TEXTE DE LA PAGE =

· · ·

Les Voiles de Saint-Tropez ont fêté avec éclat le trentième anniversaire, déjà, d’un événement hors du temps qui confine parfois au rêve éveillé. Cette nouvelle semaine dédiée au yachting triomphant et, semble-t-il, éternel, a passé comme dans un rêve, tant nul ne se lasse jour après jour de voir glisser sur l’onde les plus beaux yachts nés de l’envie de bien naviguer depuis près de 140 ans. Au-delà des classements et autres Trophées, on retiendra surtout la belle communion d’esprit qui a réuni les 4 200 et quelques marins, skippers ou propriétaires venus de tous les océans fêter le nautisme et remercier à leur façon Ikra, Pride, Patrice de Colmont et Saint Tropez d’avoir eu un jour de septembre 1981 cette idée simple de célébrer dans ce golfe magique l’art de bien vivre la mer. Un flambeau repris aujourd’hui avec passion, et dans le même esprit, par la Société Nautique de Saint-Tropez.
Le souffle de la Nioulargue
« Nous aimerions que chacun se souvienne, ou apprenne, comment la Nioulargue est née » suggère André Beaufils, le président de la Société Nautique de Saint-Tropez, « lorsqu’en 1981, Patrice de Colmont, par une intuition qui le caractérise, avait imaginé un défi sans enjeu, une régate entre une bande de copains venus se saluer à la fin de l’été avant la saison de voile suivante. » Initialement baptisée « Club 55 Cup », la régate née entre deux bateaux, Ikra et Pride devait s’étoffer, dès l’année suivante, et prendre le nom de Nioulargue. Un nom inspiré du provençal « Nioulargo » littéralement « Nid du large » d’après un haut fond situé à 5 milles de la baie de Pampelonne et qui sert d’abri à la reproduction de multiples espèces de poissons méditerranéens. Il est également très intéressant de souligner que c’est la régate d’origine entre un classique 12mJI et un voilier de course-croisière moderne qui a donné sa caractéristique principale à la Nioulargue, puis aux Voiles de Saint-Tropez : faire naviguer sur un même plan d’eau les bateaux de la dernière génération et ceux qui ont écrit l’histoire du yachting.

· · ·

CONSIGNE 1 = Relevez toutes les lignes des enregistrements où figure le mot « grey », puis recopiez-les.

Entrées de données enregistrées
· · ·

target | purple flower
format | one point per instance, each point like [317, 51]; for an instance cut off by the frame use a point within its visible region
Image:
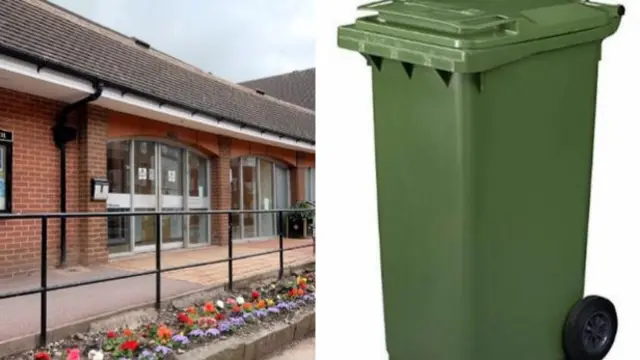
[224, 326]
[162, 350]
[196, 332]
[181, 339]
[213, 332]
[146, 354]
[237, 321]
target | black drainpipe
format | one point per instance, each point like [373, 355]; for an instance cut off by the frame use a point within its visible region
[62, 134]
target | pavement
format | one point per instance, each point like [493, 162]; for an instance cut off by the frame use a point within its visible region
[21, 316]
[304, 350]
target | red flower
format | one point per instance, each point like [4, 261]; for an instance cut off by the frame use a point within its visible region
[209, 307]
[131, 345]
[42, 356]
[183, 318]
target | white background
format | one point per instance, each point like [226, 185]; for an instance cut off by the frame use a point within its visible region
[350, 321]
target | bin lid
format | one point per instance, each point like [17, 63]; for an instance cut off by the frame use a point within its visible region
[473, 25]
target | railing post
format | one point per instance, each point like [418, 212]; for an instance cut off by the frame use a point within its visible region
[281, 243]
[43, 282]
[230, 247]
[158, 263]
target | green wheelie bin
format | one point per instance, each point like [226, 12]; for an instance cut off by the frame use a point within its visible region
[484, 117]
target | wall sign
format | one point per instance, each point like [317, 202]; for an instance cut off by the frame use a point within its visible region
[6, 161]
[99, 189]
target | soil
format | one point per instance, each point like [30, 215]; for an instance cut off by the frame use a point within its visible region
[94, 340]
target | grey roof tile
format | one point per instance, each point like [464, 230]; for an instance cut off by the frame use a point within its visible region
[43, 32]
[297, 87]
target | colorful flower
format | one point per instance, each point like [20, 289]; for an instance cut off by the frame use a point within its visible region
[212, 332]
[196, 332]
[130, 345]
[181, 339]
[95, 355]
[162, 350]
[185, 319]
[164, 332]
[42, 356]
[73, 354]
[209, 307]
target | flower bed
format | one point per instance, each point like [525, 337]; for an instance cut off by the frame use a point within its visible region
[179, 330]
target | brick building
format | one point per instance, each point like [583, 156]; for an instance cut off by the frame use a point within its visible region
[80, 102]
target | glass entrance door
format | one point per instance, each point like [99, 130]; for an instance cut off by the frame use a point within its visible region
[144, 192]
[151, 176]
[267, 220]
[172, 193]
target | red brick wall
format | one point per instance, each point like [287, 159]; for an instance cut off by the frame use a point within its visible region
[92, 155]
[35, 180]
[221, 190]
[36, 183]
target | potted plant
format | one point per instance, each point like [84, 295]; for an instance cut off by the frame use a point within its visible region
[299, 220]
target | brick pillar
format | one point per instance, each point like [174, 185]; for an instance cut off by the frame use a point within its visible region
[298, 175]
[92, 139]
[221, 191]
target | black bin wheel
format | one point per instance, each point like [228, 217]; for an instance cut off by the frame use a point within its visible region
[590, 329]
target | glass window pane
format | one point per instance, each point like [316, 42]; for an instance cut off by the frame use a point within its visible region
[235, 197]
[3, 178]
[144, 167]
[171, 170]
[197, 176]
[267, 223]
[119, 167]
[249, 194]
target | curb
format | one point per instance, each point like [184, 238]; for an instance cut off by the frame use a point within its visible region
[30, 342]
[257, 346]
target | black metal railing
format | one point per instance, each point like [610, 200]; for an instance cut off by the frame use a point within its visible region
[44, 288]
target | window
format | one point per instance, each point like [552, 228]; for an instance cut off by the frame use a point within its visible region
[6, 147]
[148, 175]
[257, 184]
[310, 186]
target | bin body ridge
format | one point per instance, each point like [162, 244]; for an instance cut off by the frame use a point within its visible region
[483, 184]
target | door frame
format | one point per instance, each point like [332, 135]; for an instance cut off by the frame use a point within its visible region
[184, 154]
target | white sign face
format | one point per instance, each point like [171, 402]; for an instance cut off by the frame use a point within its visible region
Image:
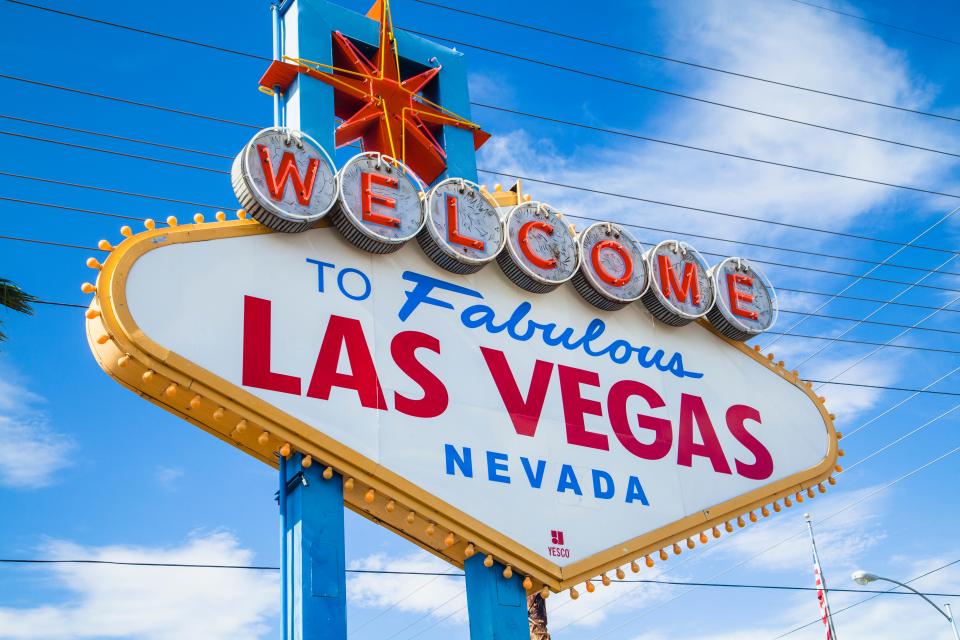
[566, 429]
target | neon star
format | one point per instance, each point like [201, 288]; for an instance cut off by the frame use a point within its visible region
[381, 108]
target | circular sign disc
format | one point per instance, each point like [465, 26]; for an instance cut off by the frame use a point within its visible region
[681, 289]
[613, 272]
[380, 207]
[284, 179]
[746, 301]
[463, 230]
[541, 252]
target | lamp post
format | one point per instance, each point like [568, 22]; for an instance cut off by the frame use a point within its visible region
[862, 578]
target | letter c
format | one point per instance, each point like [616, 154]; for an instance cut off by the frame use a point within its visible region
[546, 227]
[605, 275]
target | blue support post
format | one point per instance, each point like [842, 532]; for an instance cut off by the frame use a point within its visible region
[497, 607]
[313, 576]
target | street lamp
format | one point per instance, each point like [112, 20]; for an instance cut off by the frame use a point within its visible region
[863, 578]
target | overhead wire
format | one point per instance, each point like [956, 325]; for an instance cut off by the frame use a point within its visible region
[877, 22]
[850, 285]
[757, 260]
[501, 53]
[893, 589]
[615, 47]
[818, 254]
[569, 186]
[832, 515]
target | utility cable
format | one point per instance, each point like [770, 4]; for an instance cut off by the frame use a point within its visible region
[696, 65]
[871, 270]
[757, 260]
[877, 22]
[817, 254]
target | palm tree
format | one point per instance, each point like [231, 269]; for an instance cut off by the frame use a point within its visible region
[13, 297]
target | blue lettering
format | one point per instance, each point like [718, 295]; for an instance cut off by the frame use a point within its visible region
[320, 267]
[602, 477]
[536, 479]
[497, 462]
[635, 492]
[421, 293]
[464, 462]
[568, 480]
[482, 316]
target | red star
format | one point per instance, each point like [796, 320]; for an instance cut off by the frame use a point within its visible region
[379, 107]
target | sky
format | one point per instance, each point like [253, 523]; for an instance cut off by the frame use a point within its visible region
[89, 470]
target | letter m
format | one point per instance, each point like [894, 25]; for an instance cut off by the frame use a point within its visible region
[277, 181]
[668, 280]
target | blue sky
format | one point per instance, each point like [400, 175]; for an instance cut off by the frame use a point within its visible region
[88, 469]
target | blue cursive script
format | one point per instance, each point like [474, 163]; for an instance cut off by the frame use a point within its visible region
[522, 328]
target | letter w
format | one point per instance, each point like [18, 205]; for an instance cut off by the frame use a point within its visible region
[277, 182]
[524, 412]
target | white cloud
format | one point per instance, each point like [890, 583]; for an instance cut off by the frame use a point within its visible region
[159, 603]
[31, 452]
[167, 477]
[441, 597]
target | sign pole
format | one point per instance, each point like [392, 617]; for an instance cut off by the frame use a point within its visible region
[313, 577]
[497, 606]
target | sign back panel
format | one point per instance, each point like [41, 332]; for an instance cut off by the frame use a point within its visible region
[468, 415]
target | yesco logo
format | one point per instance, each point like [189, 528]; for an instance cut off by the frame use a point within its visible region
[288, 182]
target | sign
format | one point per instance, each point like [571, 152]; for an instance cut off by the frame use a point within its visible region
[582, 405]
[563, 440]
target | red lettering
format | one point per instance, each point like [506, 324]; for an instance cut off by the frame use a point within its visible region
[605, 275]
[543, 263]
[453, 227]
[762, 467]
[668, 280]
[733, 279]
[575, 406]
[661, 427]
[692, 411]
[403, 348]
[256, 350]
[277, 183]
[368, 198]
[346, 333]
[524, 412]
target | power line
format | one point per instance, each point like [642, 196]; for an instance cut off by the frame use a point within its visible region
[814, 381]
[135, 103]
[224, 172]
[689, 147]
[516, 57]
[877, 22]
[132, 194]
[155, 34]
[568, 186]
[778, 223]
[50, 243]
[787, 539]
[793, 335]
[818, 254]
[439, 574]
[696, 65]
[113, 136]
[643, 87]
[110, 152]
[627, 134]
[859, 602]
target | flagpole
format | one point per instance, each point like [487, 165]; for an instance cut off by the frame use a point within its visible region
[823, 580]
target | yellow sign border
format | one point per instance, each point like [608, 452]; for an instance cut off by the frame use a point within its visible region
[264, 432]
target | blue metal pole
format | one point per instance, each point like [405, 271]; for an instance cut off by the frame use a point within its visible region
[497, 606]
[284, 570]
[315, 580]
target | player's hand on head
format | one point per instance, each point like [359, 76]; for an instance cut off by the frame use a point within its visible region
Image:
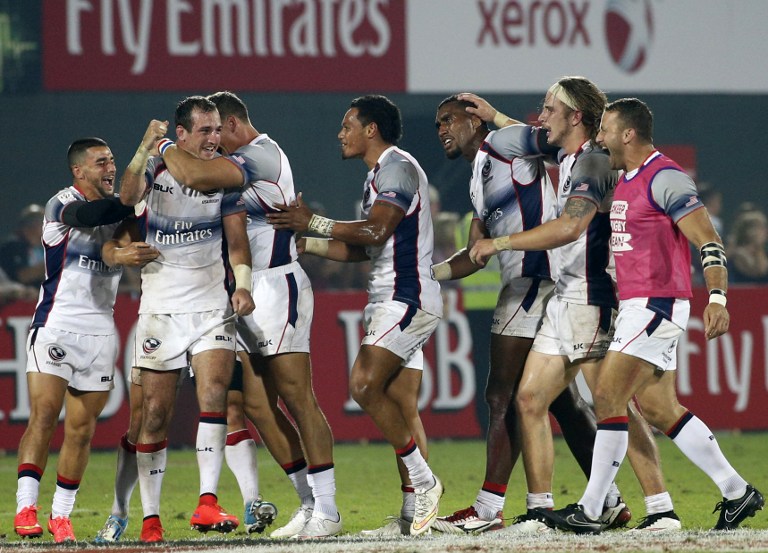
[155, 131]
[716, 320]
[242, 302]
[483, 109]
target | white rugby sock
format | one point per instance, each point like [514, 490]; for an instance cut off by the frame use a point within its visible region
[240, 454]
[418, 470]
[696, 441]
[611, 442]
[126, 477]
[210, 443]
[27, 485]
[659, 503]
[296, 471]
[408, 509]
[64, 497]
[323, 481]
[539, 500]
[151, 460]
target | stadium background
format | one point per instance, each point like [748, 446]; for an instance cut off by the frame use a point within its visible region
[73, 68]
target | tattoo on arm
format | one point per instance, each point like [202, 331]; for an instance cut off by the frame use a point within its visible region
[578, 208]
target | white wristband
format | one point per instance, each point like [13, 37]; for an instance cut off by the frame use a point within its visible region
[441, 271]
[321, 225]
[138, 164]
[242, 277]
[717, 297]
[500, 120]
[316, 246]
[501, 243]
[163, 145]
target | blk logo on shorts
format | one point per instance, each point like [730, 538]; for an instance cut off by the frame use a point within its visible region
[150, 345]
[56, 353]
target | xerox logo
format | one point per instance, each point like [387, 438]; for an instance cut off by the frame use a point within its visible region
[629, 32]
[150, 345]
[520, 23]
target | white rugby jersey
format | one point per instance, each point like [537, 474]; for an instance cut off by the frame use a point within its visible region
[586, 271]
[78, 293]
[185, 226]
[401, 267]
[268, 181]
[511, 192]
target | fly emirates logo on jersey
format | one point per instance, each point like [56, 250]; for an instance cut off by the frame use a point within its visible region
[182, 233]
[620, 238]
[248, 45]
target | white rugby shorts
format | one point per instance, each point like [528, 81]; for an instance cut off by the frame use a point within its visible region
[136, 376]
[520, 308]
[649, 329]
[574, 330]
[400, 328]
[282, 319]
[85, 361]
[167, 342]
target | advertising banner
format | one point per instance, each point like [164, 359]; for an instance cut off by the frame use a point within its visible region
[489, 46]
[515, 46]
[243, 45]
[725, 381]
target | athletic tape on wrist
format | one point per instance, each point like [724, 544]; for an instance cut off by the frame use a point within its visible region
[501, 243]
[321, 225]
[717, 296]
[242, 276]
[138, 163]
[713, 255]
[316, 246]
[500, 119]
[163, 145]
[441, 271]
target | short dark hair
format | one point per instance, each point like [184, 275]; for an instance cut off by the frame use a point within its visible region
[454, 99]
[378, 109]
[635, 114]
[187, 106]
[228, 104]
[589, 99]
[77, 149]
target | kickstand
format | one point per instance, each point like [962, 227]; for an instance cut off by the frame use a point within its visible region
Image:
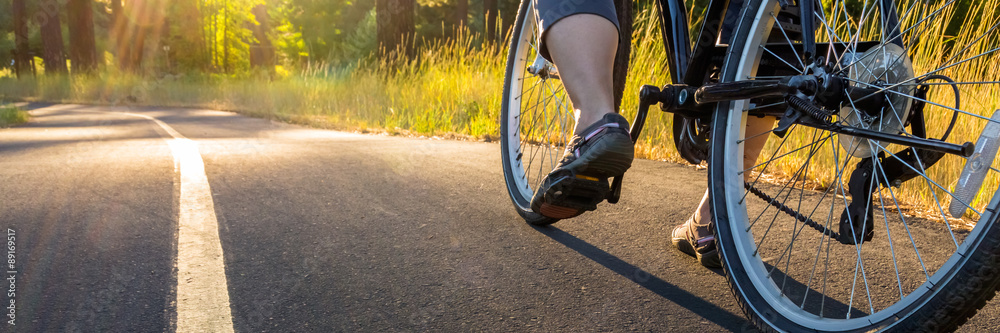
[616, 190]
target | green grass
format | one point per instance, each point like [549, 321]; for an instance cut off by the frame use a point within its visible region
[11, 115]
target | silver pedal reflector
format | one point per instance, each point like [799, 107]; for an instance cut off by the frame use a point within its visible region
[976, 167]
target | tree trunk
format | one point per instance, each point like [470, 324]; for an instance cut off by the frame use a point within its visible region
[490, 9]
[119, 36]
[82, 51]
[47, 18]
[21, 57]
[261, 52]
[395, 29]
[461, 13]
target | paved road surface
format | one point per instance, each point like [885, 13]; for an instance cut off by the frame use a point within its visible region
[328, 231]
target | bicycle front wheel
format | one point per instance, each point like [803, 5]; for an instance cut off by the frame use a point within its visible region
[536, 120]
[820, 232]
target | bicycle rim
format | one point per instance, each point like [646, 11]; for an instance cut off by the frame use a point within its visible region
[537, 116]
[775, 216]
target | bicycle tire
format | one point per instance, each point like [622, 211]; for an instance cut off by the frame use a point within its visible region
[770, 293]
[521, 177]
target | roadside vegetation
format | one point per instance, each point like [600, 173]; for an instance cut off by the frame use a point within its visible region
[11, 115]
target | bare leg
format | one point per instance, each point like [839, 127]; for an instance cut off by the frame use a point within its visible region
[751, 150]
[583, 48]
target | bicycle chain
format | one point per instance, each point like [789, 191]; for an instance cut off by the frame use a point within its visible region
[787, 210]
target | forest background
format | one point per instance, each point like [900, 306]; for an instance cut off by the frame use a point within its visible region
[424, 67]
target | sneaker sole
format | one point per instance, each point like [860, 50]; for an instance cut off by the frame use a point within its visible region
[574, 195]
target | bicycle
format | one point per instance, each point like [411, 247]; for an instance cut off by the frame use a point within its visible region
[856, 87]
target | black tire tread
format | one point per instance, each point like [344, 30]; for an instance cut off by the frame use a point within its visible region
[957, 300]
[624, 11]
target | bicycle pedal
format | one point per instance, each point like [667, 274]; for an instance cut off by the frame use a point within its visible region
[579, 192]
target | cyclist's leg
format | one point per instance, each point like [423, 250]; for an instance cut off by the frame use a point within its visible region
[696, 236]
[581, 38]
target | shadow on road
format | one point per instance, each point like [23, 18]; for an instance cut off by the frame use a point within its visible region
[681, 297]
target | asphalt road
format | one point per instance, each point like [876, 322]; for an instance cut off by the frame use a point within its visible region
[329, 231]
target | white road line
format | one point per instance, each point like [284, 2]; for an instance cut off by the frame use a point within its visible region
[202, 290]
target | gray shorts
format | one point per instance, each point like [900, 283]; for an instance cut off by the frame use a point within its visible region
[548, 12]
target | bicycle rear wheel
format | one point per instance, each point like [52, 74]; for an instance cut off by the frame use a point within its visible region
[778, 220]
[536, 119]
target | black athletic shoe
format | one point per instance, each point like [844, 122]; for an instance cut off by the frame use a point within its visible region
[580, 181]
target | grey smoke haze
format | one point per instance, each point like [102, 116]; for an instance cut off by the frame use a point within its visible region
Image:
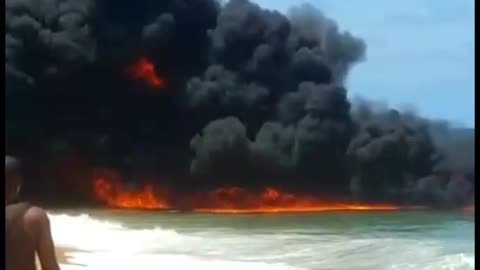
[252, 97]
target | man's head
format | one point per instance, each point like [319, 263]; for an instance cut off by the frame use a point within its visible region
[12, 177]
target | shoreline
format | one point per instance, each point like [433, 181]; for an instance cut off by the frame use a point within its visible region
[62, 254]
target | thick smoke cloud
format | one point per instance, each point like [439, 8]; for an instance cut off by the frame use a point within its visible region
[252, 98]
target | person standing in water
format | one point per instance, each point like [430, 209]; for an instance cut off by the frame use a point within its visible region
[27, 227]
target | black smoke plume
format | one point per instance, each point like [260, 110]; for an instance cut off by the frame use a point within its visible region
[252, 97]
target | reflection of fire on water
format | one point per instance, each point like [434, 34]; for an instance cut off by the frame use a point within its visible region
[227, 200]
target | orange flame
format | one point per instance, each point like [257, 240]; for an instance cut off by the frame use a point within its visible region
[143, 69]
[115, 196]
[226, 200]
[233, 200]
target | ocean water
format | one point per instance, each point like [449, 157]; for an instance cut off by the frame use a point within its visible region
[316, 241]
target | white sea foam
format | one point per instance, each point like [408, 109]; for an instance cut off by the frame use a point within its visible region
[109, 245]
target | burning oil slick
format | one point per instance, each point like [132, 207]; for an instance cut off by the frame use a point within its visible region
[189, 98]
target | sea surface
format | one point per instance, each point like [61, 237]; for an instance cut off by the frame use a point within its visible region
[121, 240]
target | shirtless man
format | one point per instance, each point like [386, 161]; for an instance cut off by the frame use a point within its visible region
[27, 228]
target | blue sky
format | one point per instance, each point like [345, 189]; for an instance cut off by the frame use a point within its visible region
[420, 53]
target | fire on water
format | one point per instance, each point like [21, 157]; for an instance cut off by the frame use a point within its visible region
[226, 200]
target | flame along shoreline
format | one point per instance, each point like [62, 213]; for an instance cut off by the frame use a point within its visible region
[235, 200]
[271, 211]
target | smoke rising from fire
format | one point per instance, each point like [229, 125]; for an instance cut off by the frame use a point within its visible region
[250, 98]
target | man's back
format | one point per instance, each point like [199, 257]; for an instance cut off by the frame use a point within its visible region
[27, 231]
[19, 238]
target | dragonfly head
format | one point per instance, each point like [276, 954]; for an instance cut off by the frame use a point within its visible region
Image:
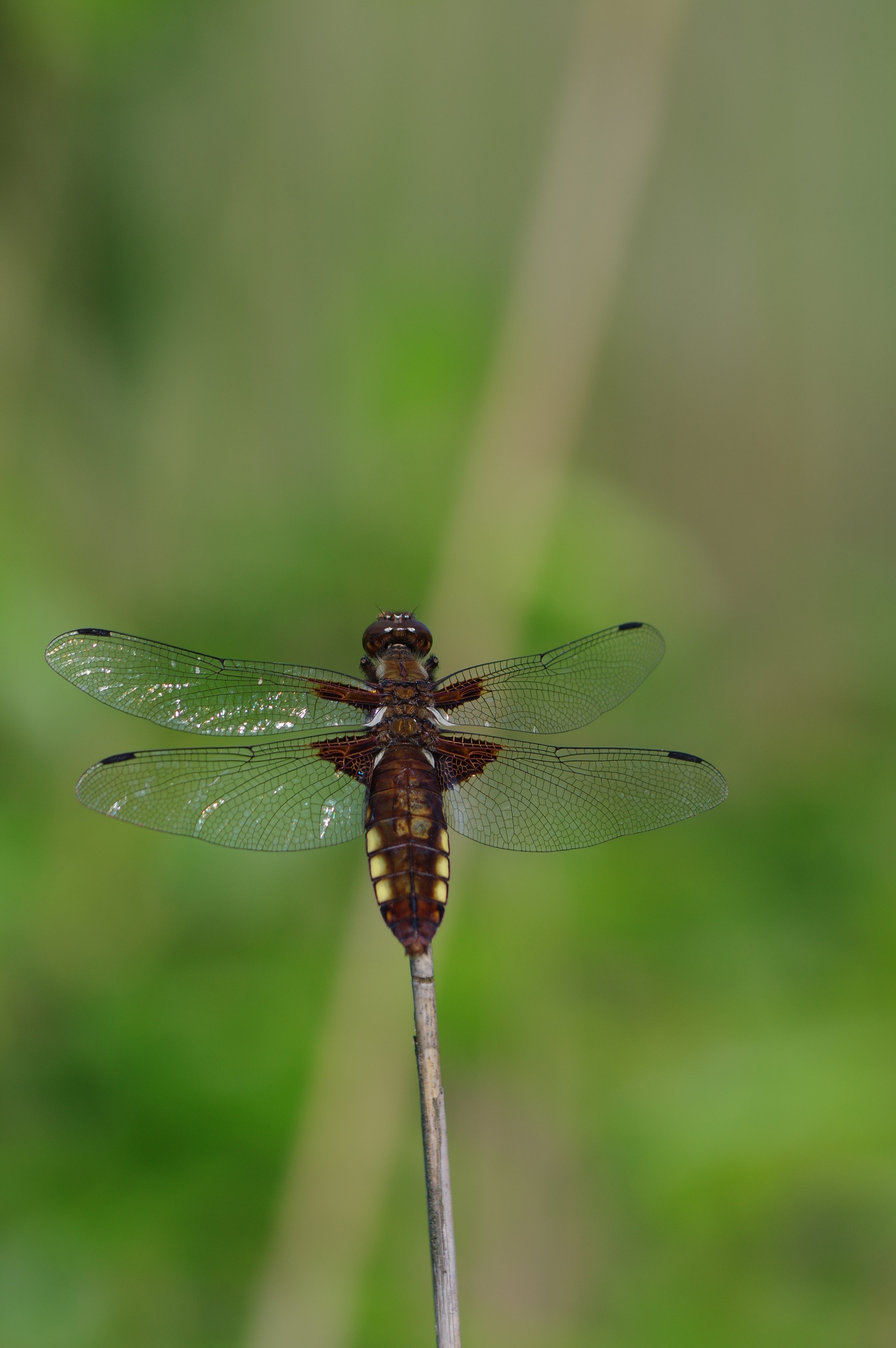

· · ·

CONSIGNE 2 = Reportez fidèlement le passage de l'article sur les Voiles de Saint-Tropez qui commence par « Les Voiles de » et se poursuit jusqu'à « Nautique de Saint-Tropez. ».

RÉPONSE ATTENDUE 1 =
target | grey roof tile
target | grey smoke haze

RÉPONSE ATTENDUE 2 =
Les Voiles de Saint-Tropez ont fêté avec éclat le trentième anniversaire, déjà, d’un événement hors du temps qui confine parfois au rêve éveillé. Cette nouvelle semaine dédiée au yachting triomphant et, semble-t-il, éternel, a passé comme dans un rêve, tant nul ne se lasse jour après jour de voir glisser sur l’onde les plus beaux yachts nés de l’envie de bien naviguer depuis près de 140 ans. Au-delà des classements et autres Trophées, on retiendra surtout la belle communion d’esprit qui a réuni les 4 200 et quelques marins, skippers ou propriétaires venus de tous les océans fêter le nautisme et remercier à leur façon Ikra, Pride, Patrice de Colmont et Saint Tropez d’avoir eu un jour de septembre 1981 cette idée simple de célébrer dans ce golfe magique l’art de bien vivre la mer. Un flambeau repris aujourd’hui avec passion, et dans le même esprit, par la Société Nautique de Saint-Tropez.